The task
The reply should hold every record, copied exactly, and none of the pictures.

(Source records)
.....

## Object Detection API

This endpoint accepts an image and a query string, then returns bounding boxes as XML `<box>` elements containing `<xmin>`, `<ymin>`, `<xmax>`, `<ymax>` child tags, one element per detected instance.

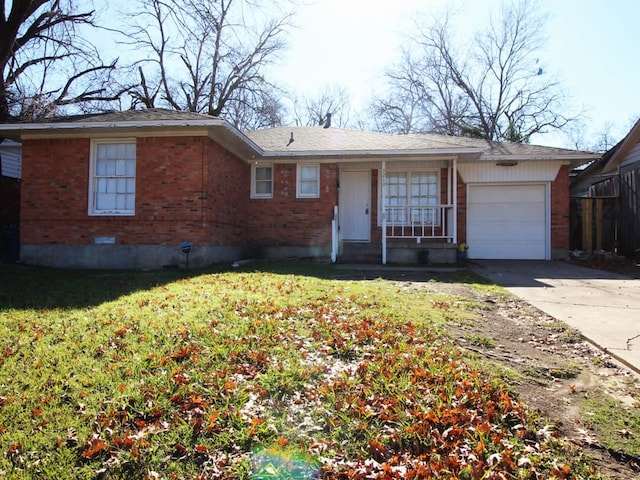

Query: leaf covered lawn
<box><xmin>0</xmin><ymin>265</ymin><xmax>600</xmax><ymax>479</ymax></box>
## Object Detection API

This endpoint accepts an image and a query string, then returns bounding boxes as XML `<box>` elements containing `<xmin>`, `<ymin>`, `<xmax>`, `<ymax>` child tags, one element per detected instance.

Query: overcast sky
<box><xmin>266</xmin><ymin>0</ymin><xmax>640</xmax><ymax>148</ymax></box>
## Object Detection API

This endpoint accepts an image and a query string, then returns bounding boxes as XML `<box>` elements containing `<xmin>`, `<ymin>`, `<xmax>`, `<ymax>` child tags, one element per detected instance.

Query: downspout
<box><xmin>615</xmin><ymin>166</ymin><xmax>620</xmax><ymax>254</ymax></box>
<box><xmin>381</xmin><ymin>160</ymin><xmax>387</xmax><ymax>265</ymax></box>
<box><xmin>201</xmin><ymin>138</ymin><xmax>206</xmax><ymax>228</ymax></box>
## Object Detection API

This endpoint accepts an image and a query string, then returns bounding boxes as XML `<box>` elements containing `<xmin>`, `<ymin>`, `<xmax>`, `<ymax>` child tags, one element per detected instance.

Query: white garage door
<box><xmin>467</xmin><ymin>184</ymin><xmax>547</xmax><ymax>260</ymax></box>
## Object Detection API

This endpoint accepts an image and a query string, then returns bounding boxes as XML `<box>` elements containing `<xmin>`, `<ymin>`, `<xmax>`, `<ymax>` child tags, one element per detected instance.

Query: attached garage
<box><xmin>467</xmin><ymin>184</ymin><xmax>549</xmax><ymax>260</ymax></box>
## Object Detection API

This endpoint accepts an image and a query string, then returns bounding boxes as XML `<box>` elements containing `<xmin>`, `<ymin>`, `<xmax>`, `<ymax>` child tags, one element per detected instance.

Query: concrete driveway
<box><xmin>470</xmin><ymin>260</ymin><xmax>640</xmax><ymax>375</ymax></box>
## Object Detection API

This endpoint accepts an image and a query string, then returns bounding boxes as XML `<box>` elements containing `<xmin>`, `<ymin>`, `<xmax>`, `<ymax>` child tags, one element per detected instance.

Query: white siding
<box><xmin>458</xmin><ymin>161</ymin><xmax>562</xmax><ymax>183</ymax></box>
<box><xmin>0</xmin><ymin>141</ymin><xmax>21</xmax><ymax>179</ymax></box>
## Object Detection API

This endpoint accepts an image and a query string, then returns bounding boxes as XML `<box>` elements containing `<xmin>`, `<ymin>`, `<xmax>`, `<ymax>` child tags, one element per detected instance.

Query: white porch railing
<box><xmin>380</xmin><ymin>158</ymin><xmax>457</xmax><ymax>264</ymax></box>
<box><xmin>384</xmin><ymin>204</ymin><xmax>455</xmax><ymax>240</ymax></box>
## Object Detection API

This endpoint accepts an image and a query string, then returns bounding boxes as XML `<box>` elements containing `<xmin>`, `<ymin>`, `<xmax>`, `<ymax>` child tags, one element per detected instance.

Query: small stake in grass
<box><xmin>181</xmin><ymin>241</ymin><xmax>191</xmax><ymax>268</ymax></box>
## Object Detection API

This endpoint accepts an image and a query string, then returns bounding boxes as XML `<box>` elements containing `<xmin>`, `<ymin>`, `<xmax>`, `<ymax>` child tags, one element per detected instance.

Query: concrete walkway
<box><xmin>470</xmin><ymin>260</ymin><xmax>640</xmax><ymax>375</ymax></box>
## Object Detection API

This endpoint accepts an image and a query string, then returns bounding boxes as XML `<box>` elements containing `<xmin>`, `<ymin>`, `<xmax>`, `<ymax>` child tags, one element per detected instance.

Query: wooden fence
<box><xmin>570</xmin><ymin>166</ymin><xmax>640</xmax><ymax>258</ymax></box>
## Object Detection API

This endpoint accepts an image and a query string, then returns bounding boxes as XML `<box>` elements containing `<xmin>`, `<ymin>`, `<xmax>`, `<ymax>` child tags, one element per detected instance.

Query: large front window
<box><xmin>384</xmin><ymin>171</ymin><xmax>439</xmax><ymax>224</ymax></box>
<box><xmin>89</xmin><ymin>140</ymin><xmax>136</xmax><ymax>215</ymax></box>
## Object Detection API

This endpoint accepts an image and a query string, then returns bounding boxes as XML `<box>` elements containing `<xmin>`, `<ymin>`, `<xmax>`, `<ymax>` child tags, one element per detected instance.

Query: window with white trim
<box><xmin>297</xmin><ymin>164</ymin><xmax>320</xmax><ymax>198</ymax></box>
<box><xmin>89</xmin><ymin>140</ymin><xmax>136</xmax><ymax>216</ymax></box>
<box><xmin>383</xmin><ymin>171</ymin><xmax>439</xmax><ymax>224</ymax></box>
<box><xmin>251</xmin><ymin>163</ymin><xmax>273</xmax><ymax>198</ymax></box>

.....

Answer to the exercise
## Object Detection API

This endpoint accepts an image and a query string, then returns bounding boxes as XML `<box>` elements containing `<xmin>`, `<ymin>`, `<xmax>`, `<ymax>` child tags, one element per detected instance.


Query: leaf covered lawn
<box><xmin>0</xmin><ymin>265</ymin><xmax>600</xmax><ymax>479</ymax></box>
## Object Detection API

This endpoint accepts an image and a query string, then returns bounding boxes as XML `<box>` elements containing `<xmin>`, `<ymin>`, `<xmax>`, `<ymax>` child tags, one element per detected instance.

Query: overcast sky
<box><xmin>266</xmin><ymin>0</ymin><xmax>640</xmax><ymax>148</ymax></box>
## Object Detection API

This endpoint accepts an image and a query string, then returns bounding boxes as XML `<box>` elements containing `<xmin>`, `<ymin>`, `<xmax>`, `<ymax>` child tags, one element per detected instance.

Query: downspout
<box><xmin>615</xmin><ymin>166</ymin><xmax>620</xmax><ymax>254</ymax></box>
<box><xmin>381</xmin><ymin>160</ymin><xmax>387</xmax><ymax>265</ymax></box>
<box><xmin>201</xmin><ymin>138</ymin><xmax>206</xmax><ymax>228</ymax></box>
## Object Detection API

This endpoint accepts an image and a query string, then returns bounding boxes as XML `<box>` elements containing `<xmin>`, `<ymin>`, `<xmax>`, `<ymax>` child tags, one element per detected instance.

Query: white garage door
<box><xmin>467</xmin><ymin>184</ymin><xmax>547</xmax><ymax>260</ymax></box>
## Object Detection API

This endpoint accepts an image and a query string, then returns bounding boxes as XML `<box>` elements containing `<xmin>`, `<ymin>`, `<xmax>`, `<ymax>` child tags, one element per detected instance.

Query: attached garage
<box><xmin>467</xmin><ymin>184</ymin><xmax>549</xmax><ymax>260</ymax></box>
## Object Detection API

This endpoint accepts an image and a query string, then returns bounding boxes as XML `<box>` elements containing `<xmin>`, `<ymin>`, `<xmax>`, `<ymax>` child tags, one element per detected instance.

Query: concrete driveway
<box><xmin>470</xmin><ymin>260</ymin><xmax>640</xmax><ymax>375</ymax></box>
## Object Detection API

This endpoint accepts an image and a query string, then returns bounding boxes as XML `<box>` elements containing `<xmin>`, `<ymin>`, `<xmax>`, `<ymax>` child tags, one element per detected instance.

Query: white siding
<box><xmin>458</xmin><ymin>161</ymin><xmax>562</xmax><ymax>183</ymax></box>
<box><xmin>0</xmin><ymin>141</ymin><xmax>21</xmax><ymax>179</ymax></box>
## Object Detection API

This endpoint accepts an image and a query string, then returns bounding boxes as XML `<box>` elements containing `<xmin>`, `<ymin>`, `<xmax>`, `<ymax>` child tags, one element per detected instance.

Query: white porch railing
<box><xmin>380</xmin><ymin>158</ymin><xmax>457</xmax><ymax>264</ymax></box>
<box><xmin>384</xmin><ymin>204</ymin><xmax>455</xmax><ymax>240</ymax></box>
## Object Detection API

This endpoint accepts an image and a query string, then returns bounding boxes as XML `<box>` elements containing `<xmin>`, `<ymin>`, `<xmax>`, `<ymax>` child tags, one element per detected instance.

Query: small stake in grass
<box><xmin>181</xmin><ymin>241</ymin><xmax>191</xmax><ymax>268</ymax></box>
## Object Detection API

This endpoint accepts an image and a query string, then returns bounding boxes as XML `<box>` elements containing `<xmin>`, `<ymin>`, `<xmax>`, `<ymax>` child tags, one element per detected instance.

Query: concrete walkway
<box><xmin>470</xmin><ymin>260</ymin><xmax>640</xmax><ymax>375</ymax></box>
## Object Detection API

This endpoint accepts an image and a query string, then returns bounding boxes as XML `<box>` elements containing `<xmin>`, `<ymin>`, `<xmax>`, `<ymax>` child tags, one element per detected instance.

Query: wooden fence
<box><xmin>570</xmin><ymin>166</ymin><xmax>640</xmax><ymax>258</ymax></box>
## Object Detection API

This endpoint accepts an image and a query string, then returns bounding boxes as XML `<box>` elements containing `<xmin>`, `<ymin>`, `<xmax>`, `<ymax>` child tags, one element per detected instance.

Query: large front window
<box><xmin>384</xmin><ymin>171</ymin><xmax>439</xmax><ymax>224</ymax></box>
<box><xmin>89</xmin><ymin>140</ymin><xmax>136</xmax><ymax>215</ymax></box>
## Object Detection API

This endpoint accepts an image and a query string, then returns bounding boxes as XML `<box>` elements containing `<xmin>`, `<ymin>`, `<xmax>`, `<ymax>` child tags, one element per detected instance.

Query: window with white trim
<box><xmin>297</xmin><ymin>164</ymin><xmax>320</xmax><ymax>198</ymax></box>
<box><xmin>89</xmin><ymin>140</ymin><xmax>136</xmax><ymax>216</ymax></box>
<box><xmin>383</xmin><ymin>171</ymin><xmax>439</xmax><ymax>224</ymax></box>
<box><xmin>251</xmin><ymin>163</ymin><xmax>273</xmax><ymax>198</ymax></box>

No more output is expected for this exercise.